--- Request ---
Update every record below by changing "metal rack" to "wire shelf" wherever it occurs, and leave all other text unchanged.

--- Task material ---
+ + +

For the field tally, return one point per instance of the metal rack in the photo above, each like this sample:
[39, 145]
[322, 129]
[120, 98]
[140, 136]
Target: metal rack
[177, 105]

+ + +

--- Correct result ---
For the field tally, return one point per instance of the wire shelf in the photo above, each like this sample:
[39, 145]
[322, 129]
[120, 98]
[140, 136]
Target: wire shelf
[177, 105]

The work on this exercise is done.